Problems and tasks:
1 > Please reproduce everything in the mental health post from the words "Even in November" down to the words "into our life.".
2 > List every place the mental health post names.

Don Pacifico well, the insidious thing about mental health is that it can be quite difficult to realise you're actually suffering with a problem because it can be a gradual change and/or warps your perception of normality.
Happened to me twenty years ago. I had a series of things happen to me in Leeds, triggered by a particularly painful break up in the summer of 2002 (which should have been such a happy time!), I ran for home only to discover that universal truth: wherever you go, there you are.
I was in a funk for the longest time. I remember running out of my birthday meal in 2002, crying my eyes out on Kew Green. I think I went slightly mad over the course of that year and beyond, I smashed the glass of my bedroom door in November(?) 2002, the day Thierry scored THAT goal against Spurs and ended up having to clear the mess up when I should have been in the Twelve Pins, celebrating with strangers.
Even in November 2003, when I first met Jo, I couldn't get out of it - and I put Jo through hell for months whilst deciding whether or not we were going to have a relationship. Finally in July '04, I thought we could, perhaps, make a go of it - and so we did, and we have. And even then, I was so damaged, it still took months for me to fully relax into the relationship - the February '05 arrival of TomCat certainly helped. I honestly don't know if we would have stayed together, initially, without this animal coming into our life.

[Stored entries]
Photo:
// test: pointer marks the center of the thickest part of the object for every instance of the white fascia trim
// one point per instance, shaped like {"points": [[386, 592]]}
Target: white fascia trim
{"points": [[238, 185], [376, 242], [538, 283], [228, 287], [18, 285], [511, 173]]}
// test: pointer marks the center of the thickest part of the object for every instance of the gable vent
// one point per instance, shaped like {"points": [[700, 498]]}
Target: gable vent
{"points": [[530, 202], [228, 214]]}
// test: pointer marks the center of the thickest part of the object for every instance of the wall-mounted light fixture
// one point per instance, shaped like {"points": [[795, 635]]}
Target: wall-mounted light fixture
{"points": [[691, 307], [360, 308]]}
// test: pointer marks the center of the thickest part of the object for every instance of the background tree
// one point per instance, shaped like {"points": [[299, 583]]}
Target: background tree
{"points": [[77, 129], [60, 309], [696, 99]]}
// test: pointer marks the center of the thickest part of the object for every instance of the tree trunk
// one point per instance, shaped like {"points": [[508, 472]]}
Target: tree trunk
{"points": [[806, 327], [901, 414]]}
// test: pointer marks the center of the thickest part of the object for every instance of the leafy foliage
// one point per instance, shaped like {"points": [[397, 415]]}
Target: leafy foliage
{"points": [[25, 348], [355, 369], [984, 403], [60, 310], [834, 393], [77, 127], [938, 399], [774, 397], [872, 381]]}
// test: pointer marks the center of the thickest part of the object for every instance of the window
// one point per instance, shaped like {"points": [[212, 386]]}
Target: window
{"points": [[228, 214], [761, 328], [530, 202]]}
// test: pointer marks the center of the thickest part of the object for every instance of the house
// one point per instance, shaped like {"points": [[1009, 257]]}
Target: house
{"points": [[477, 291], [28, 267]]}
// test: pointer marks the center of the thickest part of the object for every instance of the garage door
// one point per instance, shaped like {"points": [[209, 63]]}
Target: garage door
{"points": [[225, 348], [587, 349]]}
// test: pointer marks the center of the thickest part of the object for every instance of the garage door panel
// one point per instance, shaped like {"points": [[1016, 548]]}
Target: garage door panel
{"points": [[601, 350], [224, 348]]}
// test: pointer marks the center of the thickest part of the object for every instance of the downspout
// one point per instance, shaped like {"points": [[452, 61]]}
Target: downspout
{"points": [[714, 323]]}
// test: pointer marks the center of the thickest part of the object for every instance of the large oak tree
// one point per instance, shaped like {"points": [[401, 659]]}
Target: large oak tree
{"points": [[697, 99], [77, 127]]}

Outputs in order:
1 >
Even in November 2003, when I first met Jo, I couldn't get out of it - and I put Jo through hell for months whilst deciding whether or not we were going to have a relationship. Finally in July '04, I thought we could, perhaps, make a go of it - and so we did, and we have. And even then, I was so damaged, it still took months for me to fully relax into the relationship - the February '05 arrival of TomCat certainly helped. I honestly don't know if we would have stayed together, initially, without this animal coming into our life.

2 >
Leeds
Kew Green
the Twelve Pins